Copy out the items from the line containing "Expected behaviour: a marker sits on the man's knee, one" through the end of the items, including the request lines. In the answers, shift each coordinate by adding 55 to both of its numbers.
─── Provided records ───
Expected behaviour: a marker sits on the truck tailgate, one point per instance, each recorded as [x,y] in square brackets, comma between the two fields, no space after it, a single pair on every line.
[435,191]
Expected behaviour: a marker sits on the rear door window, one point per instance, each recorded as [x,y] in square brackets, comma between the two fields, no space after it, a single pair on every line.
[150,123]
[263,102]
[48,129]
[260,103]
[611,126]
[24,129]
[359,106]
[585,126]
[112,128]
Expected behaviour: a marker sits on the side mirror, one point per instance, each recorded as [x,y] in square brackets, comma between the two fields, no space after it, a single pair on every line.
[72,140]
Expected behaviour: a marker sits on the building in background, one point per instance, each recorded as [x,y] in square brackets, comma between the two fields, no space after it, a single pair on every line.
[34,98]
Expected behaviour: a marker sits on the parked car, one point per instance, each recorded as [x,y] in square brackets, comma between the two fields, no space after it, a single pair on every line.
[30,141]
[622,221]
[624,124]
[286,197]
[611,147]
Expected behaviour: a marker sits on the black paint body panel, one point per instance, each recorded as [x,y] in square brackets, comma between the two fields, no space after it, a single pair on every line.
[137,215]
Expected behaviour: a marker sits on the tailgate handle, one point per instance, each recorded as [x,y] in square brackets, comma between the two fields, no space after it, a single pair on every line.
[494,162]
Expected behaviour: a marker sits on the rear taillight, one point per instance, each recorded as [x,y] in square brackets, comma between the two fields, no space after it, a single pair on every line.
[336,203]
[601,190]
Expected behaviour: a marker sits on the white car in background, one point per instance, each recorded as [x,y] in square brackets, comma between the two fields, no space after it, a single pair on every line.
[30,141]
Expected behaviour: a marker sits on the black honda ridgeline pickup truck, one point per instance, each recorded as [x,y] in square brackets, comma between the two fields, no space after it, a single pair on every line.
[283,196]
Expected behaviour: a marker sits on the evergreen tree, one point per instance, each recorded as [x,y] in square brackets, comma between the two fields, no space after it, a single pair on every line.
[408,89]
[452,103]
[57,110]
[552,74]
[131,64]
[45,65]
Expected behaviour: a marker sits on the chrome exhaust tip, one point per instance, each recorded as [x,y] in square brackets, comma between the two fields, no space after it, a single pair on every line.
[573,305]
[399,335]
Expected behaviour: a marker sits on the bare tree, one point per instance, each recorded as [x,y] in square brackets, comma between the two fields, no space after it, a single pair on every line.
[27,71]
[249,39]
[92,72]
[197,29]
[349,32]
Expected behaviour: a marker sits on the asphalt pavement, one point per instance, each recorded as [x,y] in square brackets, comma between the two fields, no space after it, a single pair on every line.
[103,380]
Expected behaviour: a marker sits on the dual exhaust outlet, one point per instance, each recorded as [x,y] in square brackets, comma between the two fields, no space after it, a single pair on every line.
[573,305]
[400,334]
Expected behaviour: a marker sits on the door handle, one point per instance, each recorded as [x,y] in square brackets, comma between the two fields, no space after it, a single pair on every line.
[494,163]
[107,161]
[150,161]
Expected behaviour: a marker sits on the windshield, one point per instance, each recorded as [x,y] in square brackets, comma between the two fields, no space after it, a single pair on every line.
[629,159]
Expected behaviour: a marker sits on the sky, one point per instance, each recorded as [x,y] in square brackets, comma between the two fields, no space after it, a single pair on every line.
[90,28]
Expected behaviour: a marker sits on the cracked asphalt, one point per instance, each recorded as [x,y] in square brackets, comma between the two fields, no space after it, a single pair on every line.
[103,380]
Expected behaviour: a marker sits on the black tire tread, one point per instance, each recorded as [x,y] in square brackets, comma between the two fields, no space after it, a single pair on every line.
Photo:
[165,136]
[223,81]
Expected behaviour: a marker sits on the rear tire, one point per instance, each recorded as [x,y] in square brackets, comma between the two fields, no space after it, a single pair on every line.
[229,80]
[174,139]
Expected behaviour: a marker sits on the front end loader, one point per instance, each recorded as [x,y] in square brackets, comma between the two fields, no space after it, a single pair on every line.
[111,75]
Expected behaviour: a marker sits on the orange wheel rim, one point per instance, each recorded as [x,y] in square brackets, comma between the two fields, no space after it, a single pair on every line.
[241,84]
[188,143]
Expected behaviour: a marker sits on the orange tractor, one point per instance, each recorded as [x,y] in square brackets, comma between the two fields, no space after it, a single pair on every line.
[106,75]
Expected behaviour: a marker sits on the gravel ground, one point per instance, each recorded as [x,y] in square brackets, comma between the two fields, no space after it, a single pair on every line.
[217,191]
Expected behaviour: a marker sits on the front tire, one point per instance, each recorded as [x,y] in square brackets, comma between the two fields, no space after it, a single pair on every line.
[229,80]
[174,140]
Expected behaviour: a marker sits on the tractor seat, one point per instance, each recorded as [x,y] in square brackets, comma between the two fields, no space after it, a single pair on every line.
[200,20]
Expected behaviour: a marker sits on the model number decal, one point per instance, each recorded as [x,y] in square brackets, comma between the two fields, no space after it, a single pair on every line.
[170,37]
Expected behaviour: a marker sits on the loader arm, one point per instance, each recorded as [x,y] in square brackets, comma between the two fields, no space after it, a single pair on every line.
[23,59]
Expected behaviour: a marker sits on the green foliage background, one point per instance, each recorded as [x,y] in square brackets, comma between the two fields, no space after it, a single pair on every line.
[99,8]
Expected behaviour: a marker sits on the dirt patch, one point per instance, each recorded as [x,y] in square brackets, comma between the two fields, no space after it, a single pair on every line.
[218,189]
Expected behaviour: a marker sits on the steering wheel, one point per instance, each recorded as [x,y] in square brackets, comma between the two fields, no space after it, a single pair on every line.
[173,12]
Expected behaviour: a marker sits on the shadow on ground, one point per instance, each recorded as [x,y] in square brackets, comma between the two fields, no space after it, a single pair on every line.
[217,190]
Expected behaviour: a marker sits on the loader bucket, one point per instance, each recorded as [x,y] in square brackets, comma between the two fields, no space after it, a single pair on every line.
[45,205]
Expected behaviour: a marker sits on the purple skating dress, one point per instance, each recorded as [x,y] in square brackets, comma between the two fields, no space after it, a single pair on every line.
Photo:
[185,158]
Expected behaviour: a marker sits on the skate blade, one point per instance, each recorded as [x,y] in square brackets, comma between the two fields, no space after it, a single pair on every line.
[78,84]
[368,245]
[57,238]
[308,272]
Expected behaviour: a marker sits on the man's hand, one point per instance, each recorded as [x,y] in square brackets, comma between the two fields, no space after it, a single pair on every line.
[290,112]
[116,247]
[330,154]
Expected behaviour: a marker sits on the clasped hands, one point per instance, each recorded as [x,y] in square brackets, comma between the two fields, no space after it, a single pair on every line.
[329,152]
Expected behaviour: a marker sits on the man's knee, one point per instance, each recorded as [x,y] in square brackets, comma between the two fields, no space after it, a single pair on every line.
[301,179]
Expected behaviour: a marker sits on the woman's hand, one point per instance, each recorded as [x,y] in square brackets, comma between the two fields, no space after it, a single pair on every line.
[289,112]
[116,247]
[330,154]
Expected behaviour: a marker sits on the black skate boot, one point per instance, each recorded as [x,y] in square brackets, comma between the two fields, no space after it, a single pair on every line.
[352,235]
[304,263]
───
== Expected answer ==
Expected behaviour: a marker sits on the man's knee, one point per instance, each recorded as [x,y] in square brackets, comma between the two fields, no space after it, a single pair on every line.
[356,234]
Expected behaviour: a marker sits on the woman's hand, one point per instance, each recorded as [x,y] in square brackets, comma between the two fields, no space after it, a single pair on every line.
[344,167]
[171,302]
[385,209]
Expected behaviour: a marker sits on the black skate boot, one point per instance, each recorded as [x,y] in square brackets, comma between the two fields, no space after it, a single pair on every line.
[407,290]
[359,318]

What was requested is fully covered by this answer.